(Records from a point labeling set)
Start
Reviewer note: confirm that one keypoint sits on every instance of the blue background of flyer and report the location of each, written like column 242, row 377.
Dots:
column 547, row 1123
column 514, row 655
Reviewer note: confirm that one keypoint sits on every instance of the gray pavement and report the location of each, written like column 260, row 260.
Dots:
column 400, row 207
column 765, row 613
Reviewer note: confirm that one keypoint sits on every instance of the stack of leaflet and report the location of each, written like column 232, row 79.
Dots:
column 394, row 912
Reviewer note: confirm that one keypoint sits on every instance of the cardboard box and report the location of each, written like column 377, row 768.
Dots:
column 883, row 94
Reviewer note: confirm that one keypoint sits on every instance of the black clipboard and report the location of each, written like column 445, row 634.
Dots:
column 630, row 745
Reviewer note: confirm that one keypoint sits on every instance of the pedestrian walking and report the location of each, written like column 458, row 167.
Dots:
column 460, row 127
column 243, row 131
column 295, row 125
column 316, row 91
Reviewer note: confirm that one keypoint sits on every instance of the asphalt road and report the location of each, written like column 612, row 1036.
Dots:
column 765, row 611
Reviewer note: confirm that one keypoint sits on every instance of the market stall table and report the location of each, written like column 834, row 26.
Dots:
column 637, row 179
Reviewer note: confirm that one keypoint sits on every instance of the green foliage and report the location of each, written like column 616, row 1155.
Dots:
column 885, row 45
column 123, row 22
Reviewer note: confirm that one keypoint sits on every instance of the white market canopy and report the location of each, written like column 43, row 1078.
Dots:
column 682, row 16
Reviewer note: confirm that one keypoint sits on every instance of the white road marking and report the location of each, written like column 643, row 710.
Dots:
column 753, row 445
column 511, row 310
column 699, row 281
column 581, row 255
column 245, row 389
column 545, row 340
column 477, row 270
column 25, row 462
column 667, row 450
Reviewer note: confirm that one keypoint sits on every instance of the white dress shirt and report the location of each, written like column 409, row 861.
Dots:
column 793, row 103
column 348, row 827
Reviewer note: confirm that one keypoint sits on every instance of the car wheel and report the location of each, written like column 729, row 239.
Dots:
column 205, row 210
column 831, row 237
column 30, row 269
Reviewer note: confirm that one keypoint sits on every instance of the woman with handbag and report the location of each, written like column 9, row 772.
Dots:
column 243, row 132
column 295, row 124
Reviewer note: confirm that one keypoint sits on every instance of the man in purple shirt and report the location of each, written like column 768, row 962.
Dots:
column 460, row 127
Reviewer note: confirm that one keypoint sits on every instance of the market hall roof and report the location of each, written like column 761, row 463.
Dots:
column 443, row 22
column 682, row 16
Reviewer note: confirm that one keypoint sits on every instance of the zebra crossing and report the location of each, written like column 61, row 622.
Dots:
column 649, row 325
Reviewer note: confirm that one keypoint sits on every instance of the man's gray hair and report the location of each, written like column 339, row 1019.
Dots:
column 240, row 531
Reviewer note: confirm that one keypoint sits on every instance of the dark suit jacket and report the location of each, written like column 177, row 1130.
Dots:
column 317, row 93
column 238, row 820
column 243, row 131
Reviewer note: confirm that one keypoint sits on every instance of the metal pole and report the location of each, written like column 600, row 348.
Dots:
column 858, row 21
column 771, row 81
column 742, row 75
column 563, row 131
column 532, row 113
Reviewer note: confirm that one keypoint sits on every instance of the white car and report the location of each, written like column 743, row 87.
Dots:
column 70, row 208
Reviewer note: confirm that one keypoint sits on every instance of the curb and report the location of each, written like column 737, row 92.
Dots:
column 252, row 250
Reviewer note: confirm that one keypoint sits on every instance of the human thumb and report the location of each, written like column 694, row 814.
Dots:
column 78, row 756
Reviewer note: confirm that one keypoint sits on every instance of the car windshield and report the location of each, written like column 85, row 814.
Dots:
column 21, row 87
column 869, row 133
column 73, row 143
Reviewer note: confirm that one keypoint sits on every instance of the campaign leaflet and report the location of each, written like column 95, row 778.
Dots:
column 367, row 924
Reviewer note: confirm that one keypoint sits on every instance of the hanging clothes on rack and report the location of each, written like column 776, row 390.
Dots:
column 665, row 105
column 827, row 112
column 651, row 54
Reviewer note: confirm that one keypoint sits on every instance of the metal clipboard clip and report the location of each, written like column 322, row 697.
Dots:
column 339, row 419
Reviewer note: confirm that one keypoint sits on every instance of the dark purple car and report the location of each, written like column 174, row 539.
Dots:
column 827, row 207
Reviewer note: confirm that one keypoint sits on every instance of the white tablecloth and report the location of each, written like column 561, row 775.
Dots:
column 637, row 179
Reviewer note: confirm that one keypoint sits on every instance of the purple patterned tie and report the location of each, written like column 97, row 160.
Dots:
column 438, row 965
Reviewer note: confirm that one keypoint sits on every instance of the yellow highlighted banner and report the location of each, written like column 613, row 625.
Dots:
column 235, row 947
End
Reproduce the lines of the items word for word, starting at the line that contains "743, row 87." and stopping after the line that contains "column 252, row 250".

Reviewer note: confirm that one keypoint sits on every instance of the white car and report the location of each, written like column 743, row 87.
Dots:
column 70, row 208
Reviewer note: confirm that one keypoint sits on every instance of the curb and report the location of each, written like column 737, row 92.
Dots:
column 252, row 250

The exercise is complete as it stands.